**WHAT THE EXERCISE ASKS**
Retype the tail of the data exactly, starting at the line containing "the black square" and stopping at the last line.

[Location identification items]
## Begin

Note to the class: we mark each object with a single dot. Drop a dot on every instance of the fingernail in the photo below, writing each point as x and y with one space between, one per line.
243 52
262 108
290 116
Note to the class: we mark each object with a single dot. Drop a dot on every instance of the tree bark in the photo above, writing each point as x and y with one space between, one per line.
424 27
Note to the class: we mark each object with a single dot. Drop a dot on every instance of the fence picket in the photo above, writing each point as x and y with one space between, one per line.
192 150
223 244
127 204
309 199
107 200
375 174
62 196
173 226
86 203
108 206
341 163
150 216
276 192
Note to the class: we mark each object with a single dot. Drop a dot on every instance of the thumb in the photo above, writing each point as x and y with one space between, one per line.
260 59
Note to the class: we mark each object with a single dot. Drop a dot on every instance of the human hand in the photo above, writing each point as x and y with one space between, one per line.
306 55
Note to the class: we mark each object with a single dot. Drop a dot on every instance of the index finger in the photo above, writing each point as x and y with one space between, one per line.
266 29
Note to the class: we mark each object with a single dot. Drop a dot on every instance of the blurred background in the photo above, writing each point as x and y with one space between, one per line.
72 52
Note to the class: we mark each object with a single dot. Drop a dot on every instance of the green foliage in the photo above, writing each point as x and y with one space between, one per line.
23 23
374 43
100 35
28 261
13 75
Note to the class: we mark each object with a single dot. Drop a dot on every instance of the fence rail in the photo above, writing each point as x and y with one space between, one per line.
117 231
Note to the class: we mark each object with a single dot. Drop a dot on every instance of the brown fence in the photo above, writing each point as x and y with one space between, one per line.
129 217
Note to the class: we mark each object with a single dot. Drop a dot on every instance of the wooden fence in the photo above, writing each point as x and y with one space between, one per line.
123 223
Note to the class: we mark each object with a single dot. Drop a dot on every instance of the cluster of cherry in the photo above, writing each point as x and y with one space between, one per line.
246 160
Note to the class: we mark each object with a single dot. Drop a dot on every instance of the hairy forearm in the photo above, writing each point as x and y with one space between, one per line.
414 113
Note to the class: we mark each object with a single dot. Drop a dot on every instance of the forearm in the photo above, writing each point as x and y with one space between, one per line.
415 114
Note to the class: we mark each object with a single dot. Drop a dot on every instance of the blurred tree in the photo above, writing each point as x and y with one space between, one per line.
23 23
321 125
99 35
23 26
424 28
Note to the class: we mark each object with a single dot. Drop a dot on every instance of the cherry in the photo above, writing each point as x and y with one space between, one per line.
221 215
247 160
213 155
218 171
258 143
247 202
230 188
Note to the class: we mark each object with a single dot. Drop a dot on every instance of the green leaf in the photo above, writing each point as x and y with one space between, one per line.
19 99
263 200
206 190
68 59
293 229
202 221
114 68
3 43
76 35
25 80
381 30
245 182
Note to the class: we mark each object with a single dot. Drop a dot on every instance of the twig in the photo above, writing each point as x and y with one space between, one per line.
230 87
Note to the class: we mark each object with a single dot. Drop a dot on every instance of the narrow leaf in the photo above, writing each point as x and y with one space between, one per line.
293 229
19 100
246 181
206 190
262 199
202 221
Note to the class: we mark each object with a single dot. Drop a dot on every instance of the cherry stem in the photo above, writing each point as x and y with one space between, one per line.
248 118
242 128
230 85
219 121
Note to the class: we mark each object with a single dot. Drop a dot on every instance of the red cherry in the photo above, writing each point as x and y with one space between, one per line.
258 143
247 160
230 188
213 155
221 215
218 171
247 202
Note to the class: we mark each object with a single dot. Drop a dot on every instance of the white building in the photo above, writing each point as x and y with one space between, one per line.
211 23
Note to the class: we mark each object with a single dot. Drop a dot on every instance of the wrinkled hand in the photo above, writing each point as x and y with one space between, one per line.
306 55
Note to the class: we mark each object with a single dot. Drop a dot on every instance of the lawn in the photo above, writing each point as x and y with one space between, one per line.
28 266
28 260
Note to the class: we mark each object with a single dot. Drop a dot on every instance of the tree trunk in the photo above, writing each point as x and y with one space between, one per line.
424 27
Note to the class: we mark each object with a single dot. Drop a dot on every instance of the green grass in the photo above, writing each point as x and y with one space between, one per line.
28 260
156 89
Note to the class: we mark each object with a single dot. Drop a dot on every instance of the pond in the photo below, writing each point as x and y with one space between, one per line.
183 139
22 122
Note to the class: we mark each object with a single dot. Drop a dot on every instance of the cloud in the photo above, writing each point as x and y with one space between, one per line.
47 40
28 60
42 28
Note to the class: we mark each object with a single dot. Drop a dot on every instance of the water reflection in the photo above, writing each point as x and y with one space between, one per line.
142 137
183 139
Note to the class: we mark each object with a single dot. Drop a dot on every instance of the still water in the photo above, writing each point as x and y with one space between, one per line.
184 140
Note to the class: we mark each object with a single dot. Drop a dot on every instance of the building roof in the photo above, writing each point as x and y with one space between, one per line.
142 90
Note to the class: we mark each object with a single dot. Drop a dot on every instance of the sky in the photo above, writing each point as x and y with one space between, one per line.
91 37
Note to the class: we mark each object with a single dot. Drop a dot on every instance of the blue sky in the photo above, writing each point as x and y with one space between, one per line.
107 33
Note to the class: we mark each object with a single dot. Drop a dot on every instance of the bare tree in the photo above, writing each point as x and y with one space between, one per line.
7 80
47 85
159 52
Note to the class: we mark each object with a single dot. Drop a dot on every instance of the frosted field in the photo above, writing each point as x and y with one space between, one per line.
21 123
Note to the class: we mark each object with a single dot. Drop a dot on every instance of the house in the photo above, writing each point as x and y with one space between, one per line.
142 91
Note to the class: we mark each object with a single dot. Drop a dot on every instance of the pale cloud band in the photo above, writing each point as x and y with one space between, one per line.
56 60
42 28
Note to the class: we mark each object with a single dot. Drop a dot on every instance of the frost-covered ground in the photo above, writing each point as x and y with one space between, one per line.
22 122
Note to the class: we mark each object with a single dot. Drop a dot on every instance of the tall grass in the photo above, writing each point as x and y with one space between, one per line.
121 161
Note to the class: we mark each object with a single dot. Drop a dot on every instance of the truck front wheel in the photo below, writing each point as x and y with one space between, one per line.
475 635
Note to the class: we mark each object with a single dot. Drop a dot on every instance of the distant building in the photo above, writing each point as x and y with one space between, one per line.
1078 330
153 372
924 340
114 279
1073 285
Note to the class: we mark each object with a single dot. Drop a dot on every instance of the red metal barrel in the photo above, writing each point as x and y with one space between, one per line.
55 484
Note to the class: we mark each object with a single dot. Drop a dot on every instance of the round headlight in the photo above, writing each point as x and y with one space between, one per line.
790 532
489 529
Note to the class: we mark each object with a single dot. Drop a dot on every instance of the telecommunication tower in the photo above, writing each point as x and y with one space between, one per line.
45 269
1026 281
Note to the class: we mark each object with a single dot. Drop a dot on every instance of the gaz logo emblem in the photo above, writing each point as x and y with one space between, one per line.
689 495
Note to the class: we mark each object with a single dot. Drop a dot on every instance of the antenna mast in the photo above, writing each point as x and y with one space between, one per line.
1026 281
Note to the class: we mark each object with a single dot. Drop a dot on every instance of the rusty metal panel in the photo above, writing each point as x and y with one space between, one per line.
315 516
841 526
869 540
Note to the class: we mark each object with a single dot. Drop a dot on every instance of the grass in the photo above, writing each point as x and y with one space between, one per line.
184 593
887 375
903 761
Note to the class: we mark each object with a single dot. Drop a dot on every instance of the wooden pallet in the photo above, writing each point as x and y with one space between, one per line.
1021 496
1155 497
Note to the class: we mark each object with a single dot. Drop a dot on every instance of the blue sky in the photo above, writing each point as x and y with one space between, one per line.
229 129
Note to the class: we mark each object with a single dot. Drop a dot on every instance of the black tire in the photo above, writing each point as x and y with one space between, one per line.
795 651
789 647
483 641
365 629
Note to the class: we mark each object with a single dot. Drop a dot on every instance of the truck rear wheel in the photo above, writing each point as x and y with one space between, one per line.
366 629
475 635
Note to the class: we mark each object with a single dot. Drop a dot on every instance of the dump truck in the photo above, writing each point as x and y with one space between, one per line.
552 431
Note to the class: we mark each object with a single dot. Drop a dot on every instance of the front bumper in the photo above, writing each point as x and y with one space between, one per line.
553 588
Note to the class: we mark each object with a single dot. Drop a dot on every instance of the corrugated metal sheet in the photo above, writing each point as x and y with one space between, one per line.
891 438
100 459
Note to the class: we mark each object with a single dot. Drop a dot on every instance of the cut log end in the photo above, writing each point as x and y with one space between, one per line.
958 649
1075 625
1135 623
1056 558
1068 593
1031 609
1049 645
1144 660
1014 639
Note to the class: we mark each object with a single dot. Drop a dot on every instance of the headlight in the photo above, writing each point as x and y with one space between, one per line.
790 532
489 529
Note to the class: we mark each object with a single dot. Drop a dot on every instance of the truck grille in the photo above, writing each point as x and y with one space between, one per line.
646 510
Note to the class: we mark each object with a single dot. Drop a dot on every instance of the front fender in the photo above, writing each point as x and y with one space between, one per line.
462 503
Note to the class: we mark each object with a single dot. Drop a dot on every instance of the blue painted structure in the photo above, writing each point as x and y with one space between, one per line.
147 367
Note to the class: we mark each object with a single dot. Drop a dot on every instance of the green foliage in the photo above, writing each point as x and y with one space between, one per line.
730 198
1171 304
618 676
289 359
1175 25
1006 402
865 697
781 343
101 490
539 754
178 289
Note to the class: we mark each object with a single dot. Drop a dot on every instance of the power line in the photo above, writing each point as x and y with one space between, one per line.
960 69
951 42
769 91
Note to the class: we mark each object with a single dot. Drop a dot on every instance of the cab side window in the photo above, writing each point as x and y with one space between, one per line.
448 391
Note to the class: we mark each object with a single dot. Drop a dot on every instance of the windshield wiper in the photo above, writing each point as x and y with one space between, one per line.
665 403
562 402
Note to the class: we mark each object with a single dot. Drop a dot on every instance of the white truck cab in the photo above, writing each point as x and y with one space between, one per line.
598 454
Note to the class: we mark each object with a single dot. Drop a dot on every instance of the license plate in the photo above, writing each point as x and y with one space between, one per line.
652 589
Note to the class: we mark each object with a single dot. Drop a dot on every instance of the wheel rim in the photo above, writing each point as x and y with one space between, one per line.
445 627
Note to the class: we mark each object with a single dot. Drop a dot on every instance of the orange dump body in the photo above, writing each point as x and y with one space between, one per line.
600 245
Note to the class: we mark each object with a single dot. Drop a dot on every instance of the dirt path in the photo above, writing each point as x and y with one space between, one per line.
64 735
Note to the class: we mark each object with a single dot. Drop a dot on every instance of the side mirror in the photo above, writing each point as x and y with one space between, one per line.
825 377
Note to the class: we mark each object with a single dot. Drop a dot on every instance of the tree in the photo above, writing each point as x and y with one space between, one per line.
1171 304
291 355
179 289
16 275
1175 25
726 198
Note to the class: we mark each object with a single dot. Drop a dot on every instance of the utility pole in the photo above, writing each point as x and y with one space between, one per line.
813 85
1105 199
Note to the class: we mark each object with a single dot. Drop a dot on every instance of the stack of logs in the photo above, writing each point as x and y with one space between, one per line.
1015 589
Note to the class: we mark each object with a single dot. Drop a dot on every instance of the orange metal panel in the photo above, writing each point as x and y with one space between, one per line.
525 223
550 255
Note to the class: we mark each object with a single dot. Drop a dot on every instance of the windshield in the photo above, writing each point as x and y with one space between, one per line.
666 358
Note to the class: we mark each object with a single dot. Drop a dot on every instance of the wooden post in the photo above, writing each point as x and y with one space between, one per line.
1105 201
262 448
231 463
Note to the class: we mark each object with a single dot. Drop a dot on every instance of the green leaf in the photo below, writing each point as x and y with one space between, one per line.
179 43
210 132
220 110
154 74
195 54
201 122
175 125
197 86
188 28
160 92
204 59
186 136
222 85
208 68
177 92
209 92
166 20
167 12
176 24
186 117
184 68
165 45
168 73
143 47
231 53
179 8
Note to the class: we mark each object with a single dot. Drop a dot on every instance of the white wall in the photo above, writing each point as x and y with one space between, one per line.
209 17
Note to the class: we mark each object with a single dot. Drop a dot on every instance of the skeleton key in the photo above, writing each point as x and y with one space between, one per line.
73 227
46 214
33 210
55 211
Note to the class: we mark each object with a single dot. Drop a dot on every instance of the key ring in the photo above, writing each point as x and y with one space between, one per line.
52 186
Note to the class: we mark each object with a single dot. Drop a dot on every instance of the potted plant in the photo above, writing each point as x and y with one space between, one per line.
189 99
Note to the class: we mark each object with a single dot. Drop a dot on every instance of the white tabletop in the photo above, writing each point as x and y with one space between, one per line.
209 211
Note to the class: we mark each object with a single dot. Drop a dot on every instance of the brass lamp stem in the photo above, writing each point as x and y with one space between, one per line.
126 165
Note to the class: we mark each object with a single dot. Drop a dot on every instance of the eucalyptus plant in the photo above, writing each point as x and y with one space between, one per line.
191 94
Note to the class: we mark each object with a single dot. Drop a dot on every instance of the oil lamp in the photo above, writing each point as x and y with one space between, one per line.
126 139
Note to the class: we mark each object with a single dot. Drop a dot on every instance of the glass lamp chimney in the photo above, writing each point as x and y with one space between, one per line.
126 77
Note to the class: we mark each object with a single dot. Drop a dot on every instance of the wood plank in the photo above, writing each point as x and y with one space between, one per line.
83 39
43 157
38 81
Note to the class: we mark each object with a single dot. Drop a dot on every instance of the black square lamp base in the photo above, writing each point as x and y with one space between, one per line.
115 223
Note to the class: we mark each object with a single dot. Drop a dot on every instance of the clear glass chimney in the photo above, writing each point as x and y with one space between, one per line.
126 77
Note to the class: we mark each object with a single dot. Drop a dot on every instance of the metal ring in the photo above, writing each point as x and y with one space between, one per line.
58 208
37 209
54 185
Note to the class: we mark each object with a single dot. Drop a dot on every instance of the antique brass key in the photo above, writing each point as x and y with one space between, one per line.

## End

**ANSWER BELOW**
Note to the class: we mark each object with a single dot. Drop a dot on every instance of the black square lamp base in the photo above, writing each point as x and y with one space between, one per line.
115 223
Note to the class: we mark each object with a single dot. Drop a dot on every instance of the clear glass chimney in the photo above, writing each point as x and y with one space between, one per line.
126 77
Note to the class: we mark each object with a single dot. Drop a dot on every instance of the metal ring in the photo above, writing each point as x and y with one space between, one per line.
58 208
37 209
54 185
Note to the class: we mark each object with a single dot. Drop a dot on every instance of the antique brass key in the photo above, writing each point as x and y with one space between, one per line.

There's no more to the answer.